Work to complete:
Starting at the line that contains "Please place a dot on the shirtless", transcribe every remaining line of the entries exactly, including the last one.

--

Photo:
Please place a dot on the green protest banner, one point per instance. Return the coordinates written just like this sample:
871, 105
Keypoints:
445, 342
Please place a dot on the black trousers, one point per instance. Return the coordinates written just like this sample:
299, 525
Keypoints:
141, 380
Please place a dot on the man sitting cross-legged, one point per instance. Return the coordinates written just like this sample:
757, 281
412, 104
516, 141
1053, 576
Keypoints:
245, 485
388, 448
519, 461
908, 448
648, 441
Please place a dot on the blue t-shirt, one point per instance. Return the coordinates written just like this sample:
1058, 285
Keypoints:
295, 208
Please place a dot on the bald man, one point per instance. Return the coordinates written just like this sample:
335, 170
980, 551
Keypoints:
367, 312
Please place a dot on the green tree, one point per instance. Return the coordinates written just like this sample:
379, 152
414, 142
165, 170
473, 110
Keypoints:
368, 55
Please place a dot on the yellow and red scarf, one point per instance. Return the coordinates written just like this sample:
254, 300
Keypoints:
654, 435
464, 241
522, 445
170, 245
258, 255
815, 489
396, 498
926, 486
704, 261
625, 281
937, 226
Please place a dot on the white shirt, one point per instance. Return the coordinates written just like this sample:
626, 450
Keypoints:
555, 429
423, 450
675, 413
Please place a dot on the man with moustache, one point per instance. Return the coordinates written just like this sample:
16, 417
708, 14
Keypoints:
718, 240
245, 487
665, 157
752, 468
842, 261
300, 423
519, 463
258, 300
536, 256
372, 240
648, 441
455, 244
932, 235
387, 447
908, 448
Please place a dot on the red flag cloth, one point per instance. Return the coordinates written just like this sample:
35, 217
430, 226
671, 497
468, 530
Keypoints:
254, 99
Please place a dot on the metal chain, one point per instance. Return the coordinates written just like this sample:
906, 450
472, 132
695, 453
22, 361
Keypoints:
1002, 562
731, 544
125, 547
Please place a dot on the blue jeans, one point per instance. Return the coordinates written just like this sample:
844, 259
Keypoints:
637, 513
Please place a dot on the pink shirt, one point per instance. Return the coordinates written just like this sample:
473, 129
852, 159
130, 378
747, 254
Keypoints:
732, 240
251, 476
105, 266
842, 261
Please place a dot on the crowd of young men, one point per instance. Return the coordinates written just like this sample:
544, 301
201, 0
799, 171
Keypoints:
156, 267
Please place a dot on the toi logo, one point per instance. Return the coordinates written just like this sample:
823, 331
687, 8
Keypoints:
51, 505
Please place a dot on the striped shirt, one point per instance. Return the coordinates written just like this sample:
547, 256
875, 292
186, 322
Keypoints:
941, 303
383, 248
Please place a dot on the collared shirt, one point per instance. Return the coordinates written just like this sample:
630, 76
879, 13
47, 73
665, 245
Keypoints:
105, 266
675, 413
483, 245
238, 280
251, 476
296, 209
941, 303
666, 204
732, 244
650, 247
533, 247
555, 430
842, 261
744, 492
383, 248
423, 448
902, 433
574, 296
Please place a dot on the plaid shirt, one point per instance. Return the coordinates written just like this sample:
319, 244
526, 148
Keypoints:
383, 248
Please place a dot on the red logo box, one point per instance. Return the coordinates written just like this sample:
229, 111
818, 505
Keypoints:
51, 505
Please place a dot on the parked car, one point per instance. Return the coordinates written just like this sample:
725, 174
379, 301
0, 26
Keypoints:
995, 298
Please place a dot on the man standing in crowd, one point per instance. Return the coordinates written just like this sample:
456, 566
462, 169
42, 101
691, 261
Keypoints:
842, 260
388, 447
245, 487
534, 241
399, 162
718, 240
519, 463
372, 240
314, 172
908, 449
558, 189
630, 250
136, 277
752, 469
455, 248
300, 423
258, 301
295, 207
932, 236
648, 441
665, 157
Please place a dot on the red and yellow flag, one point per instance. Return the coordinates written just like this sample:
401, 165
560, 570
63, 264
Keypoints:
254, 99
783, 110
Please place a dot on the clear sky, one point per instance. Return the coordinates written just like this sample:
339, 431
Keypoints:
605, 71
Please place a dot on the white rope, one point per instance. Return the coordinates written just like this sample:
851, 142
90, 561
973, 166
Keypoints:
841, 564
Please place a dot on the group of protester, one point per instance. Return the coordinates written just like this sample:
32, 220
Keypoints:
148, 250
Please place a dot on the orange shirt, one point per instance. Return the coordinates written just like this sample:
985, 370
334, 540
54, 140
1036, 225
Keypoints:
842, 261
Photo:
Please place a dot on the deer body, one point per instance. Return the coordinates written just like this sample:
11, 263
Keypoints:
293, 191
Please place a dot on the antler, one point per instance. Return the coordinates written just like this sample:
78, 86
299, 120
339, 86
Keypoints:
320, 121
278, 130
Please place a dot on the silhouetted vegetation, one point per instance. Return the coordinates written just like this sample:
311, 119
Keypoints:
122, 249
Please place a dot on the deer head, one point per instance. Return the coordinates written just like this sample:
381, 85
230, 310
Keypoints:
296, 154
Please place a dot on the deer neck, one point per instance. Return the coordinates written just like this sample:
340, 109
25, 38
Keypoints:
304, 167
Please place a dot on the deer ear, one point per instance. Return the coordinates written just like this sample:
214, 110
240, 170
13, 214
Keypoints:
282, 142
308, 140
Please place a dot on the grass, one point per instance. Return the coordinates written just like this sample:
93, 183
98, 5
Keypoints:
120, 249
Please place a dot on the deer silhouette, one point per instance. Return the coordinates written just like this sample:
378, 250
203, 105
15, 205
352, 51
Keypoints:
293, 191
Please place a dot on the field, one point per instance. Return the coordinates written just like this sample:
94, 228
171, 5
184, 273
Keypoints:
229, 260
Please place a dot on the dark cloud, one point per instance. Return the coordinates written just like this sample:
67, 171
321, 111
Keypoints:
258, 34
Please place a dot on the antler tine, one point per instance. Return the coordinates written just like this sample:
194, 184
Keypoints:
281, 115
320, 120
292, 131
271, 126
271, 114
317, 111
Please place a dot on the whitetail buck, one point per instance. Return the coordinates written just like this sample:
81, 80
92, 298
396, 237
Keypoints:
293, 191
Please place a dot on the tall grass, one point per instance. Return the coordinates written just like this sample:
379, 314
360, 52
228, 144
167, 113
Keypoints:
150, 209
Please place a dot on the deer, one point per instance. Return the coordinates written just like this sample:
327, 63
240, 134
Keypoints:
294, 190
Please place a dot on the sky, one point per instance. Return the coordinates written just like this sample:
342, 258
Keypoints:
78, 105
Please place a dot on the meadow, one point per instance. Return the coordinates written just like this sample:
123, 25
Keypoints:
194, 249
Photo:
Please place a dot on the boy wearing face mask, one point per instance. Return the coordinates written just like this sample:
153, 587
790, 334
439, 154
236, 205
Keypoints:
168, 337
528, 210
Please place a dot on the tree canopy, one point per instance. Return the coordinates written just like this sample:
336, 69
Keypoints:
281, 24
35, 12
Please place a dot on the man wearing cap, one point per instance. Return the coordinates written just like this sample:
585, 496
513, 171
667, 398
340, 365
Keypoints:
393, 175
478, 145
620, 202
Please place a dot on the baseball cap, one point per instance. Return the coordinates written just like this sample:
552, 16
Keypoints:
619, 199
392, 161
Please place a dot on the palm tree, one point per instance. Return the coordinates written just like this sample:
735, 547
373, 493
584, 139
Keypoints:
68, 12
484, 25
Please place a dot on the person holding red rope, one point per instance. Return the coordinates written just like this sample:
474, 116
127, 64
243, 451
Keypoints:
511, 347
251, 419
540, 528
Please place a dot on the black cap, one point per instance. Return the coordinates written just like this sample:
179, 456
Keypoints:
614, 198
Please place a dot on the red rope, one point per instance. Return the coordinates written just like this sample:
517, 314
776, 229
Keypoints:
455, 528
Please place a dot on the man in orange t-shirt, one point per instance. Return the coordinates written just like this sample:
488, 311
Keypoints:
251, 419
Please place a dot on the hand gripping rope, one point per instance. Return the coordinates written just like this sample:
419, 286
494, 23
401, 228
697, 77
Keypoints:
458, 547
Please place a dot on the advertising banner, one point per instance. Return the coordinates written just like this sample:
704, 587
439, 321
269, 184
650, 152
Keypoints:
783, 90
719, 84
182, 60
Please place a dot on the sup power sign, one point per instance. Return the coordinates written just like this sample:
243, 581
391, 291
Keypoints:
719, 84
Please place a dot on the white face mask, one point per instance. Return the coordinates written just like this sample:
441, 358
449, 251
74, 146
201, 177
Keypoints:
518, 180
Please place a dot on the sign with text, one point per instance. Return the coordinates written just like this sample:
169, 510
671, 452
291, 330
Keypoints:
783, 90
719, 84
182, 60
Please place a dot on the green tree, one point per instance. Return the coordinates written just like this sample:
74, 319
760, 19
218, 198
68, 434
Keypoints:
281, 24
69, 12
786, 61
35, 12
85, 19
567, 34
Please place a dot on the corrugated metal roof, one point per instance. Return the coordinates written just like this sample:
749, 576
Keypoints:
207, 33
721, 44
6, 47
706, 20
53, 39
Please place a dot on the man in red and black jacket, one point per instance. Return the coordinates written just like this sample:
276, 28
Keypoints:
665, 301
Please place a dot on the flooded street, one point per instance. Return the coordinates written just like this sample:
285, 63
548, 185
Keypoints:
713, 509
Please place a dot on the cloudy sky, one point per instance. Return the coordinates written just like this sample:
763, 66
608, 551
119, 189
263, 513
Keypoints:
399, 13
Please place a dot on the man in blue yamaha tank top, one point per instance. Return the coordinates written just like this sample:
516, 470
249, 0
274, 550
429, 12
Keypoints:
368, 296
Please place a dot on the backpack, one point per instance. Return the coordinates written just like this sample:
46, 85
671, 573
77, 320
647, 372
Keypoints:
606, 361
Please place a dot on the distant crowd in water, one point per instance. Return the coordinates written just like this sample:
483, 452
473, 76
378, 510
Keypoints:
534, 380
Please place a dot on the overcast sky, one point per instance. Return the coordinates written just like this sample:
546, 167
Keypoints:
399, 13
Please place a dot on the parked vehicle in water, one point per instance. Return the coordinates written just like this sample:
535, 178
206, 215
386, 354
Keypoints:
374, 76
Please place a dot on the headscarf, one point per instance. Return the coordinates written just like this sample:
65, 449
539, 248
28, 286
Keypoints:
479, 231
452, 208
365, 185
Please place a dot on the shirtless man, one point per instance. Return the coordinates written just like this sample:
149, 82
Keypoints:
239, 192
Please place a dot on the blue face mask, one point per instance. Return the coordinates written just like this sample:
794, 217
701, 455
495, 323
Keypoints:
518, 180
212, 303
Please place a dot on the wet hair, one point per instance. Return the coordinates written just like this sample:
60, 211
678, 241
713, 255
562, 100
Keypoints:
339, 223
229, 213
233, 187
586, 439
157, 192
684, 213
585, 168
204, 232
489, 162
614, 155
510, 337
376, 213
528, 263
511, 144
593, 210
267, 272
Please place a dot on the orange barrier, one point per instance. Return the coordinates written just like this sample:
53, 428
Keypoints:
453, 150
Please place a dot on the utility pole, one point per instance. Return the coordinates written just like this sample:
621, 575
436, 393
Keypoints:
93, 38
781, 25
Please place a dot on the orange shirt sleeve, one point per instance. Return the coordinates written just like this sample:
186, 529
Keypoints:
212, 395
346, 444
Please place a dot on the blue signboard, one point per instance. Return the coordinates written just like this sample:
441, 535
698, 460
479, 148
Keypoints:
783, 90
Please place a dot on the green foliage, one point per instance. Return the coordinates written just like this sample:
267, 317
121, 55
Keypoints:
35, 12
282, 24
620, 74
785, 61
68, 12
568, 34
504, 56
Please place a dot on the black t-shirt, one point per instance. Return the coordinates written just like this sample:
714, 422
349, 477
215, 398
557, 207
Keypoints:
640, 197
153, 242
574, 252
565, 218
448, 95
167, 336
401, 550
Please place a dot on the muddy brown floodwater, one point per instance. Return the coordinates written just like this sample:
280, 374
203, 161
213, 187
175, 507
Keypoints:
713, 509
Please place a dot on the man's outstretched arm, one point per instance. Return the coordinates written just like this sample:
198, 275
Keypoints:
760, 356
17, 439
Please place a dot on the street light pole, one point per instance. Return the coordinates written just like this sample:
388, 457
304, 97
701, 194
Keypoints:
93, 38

--

Solution:
Please place a dot on the shirtless man, one point per instance. Return the coordinates written just like this sample:
149, 82
Keypoints:
239, 192
Please place a dot on the blue face mask, one point per instance. Return the coordinates written just like this sample:
794, 217
701, 455
495, 323
Keypoints:
518, 180
212, 303
Please place a dot on the wet hair, one point per instance. Return the coordinates written just like this sample:
60, 211
678, 241
713, 255
562, 100
Keypoints:
339, 223
229, 213
233, 187
586, 439
157, 192
684, 213
585, 168
204, 232
489, 162
614, 155
510, 337
376, 213
528, 263
511, 144
593, 210
267, 272
Please place a dot on the orange barrier, one point per instance. Return the coordinates written just like this sample:
53, 428
Keypoints:
453, 150
Please place a dot on the utility pole, one point per instance. Return the coordinates written just like this sample:
621, 575
436, 393
Keypoints:
93, 38
781, 25
Please place a dot on the orange shirt sleeve, one point per instance. Return the coordinates written just like this sample:
186, 529
Keypoints:
212, 395
346, 444
Please place a dot on the blue signboard, one point per instance. Return the coordinates written just like this sample:
441, 535
698, 460
479, 148
Keypoints:
783, 90
Please place a dot on the green foliage, one point per instance. Return the coordinates written just like this sample:
267, 317
121, 55
Keypoints:
35, 12
282, 24
620, 74
785, 61
68, 12
568, 34
504, 56
Please place a dot on the black t-shirt, one point per instance. Return the coordinates written just like this sample:
714, 422
349, 477
215, 398
557, 207
Keypoints:
640, 197
153, 242
574, 252
565, 218
448, 95
167, 336
401, 550
Please place a dot on the muddy brown floodwater, one point per instance. Return the coordinates written just like this sample:
280, 374
203, 161
213, 187
175, 507
Keypoints:
713, 509
Please place a dot on the man's outstretched arm, one point per instance. Return the coordinates written just like this sample:
198, 275
Keypoints:
760, 356
17, 439
Please place a dot on the street light pole, one point per instance. Return the coordinates written just like this sample:
388, 457
304, 97
701, 194
Keypoints:
93, 38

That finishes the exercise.